Document passage:
— Start —
Four of the nation's biggest banks were sanctioned on Tuesday over failing to supervise the sale of risky products to retail investors.

The banks -- Citigroup, Morgan Stanley, UBS and Wells Fargo -- agreed to pay regulatory fines of more than $9 million to settle cases tied to exchange-traded funds.

The Financial Industry Regulatory Authority, Wall Street's self-regulator, accused the firms of failing to monitor the sale of so-called leveraged and inverse exchange-traded funds, risky variations on the common products, without a "reasonable basis" for recommending the securities.

"The added complexity of leveraged and inverse exchange-traded products makes it essential that brokerage firms have an adequate understanding of the products and sufficiently train their sales force before the products are offered to retail customers," J. Bradley Bennett, Finra's enforcement chief, said in a statement. "Firms must conduct reasonable due diligence and ensure that their representatives have an understanding of these products."

The regulator is close to bringing other cases related to whether E.T.F.'s were suitably marketed to investors, a person briefed on the matter said.

Wells Fargo faced the largest fine of the group, paying $2.1 million. The banks neither admitted nor denied the accusations, but consented to the entry of the regulator's findings.

Exchange-traded funds have been heating up in recent years, moving from obscurity to prominence on Wall Street. The funds allow investors and financial firms to track a basket of stocks or commodities -- or an underlying benchmark like the Standard & Poor's 500-stock index -- through a single security.
— End —
Record set:
— Start —
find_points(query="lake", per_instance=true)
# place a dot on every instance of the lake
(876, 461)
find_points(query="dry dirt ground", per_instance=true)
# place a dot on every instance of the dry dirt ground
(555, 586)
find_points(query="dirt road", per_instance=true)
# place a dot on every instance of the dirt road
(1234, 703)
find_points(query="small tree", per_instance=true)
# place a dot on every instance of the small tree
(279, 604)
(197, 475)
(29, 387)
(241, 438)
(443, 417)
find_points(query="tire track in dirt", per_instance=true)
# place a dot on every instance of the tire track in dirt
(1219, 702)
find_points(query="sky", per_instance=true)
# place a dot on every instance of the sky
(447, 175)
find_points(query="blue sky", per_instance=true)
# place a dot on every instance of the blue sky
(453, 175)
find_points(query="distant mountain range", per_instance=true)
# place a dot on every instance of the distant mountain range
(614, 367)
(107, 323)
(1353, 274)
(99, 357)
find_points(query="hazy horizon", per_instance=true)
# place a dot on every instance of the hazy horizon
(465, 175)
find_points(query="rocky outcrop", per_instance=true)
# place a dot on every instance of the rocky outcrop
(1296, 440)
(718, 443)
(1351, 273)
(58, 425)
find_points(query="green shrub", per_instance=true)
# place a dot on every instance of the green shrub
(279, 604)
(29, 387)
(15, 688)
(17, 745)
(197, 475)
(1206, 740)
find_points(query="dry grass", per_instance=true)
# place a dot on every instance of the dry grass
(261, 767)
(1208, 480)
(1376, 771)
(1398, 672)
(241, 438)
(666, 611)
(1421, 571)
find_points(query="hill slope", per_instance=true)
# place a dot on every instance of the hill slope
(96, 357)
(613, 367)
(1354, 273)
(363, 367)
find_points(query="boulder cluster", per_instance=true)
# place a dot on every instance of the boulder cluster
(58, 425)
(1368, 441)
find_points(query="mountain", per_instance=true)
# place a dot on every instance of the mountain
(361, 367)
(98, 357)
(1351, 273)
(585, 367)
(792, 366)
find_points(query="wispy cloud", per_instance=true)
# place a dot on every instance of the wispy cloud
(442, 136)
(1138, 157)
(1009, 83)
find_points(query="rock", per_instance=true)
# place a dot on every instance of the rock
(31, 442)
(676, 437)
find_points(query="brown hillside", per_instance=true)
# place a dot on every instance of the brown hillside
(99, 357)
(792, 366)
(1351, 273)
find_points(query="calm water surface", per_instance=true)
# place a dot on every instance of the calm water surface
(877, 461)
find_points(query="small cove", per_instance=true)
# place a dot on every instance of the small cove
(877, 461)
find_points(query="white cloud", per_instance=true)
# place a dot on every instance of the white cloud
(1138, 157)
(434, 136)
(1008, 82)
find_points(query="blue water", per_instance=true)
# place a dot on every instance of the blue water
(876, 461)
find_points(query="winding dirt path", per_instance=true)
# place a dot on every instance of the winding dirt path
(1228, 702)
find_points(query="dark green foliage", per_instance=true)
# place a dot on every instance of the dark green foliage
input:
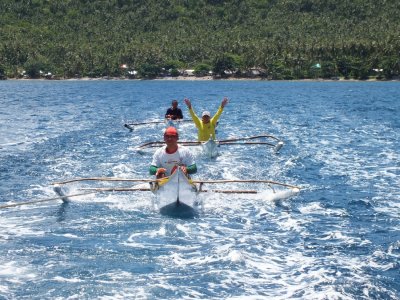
(348, 38)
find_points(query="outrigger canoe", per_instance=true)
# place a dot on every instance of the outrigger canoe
(176, 195)
(211, 147)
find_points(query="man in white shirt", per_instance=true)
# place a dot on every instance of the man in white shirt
(167, 158)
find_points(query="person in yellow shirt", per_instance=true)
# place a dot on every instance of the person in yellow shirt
(206, 125)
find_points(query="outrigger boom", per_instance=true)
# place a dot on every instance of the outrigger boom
(234, 141)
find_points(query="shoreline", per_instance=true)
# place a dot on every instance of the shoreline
(205, 78)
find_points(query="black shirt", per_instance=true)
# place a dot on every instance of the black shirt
(175, 113)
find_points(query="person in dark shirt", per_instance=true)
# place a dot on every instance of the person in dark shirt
(174, 112)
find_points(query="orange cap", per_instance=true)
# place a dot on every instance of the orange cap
(171, 131)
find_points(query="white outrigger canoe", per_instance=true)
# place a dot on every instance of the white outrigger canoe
(176, 195)
(211, 147)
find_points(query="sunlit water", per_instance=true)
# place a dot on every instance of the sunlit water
(339, 238)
— End —
What to do:
Print the passage of the bank sanctions text between "The regulator is" and "the regulator's findings.", inclusive, word for word.

Complete output:
The regulator is close to bringing other cases related to whether E.T.F.'s were suitably marketed to investors, a person briefed on the matter said.

Wells Fargo faced the largest fine of the group, paying $2.1 million. The banks neither admitted nor denied the accusations, but consented to the entry of the regulator's findings.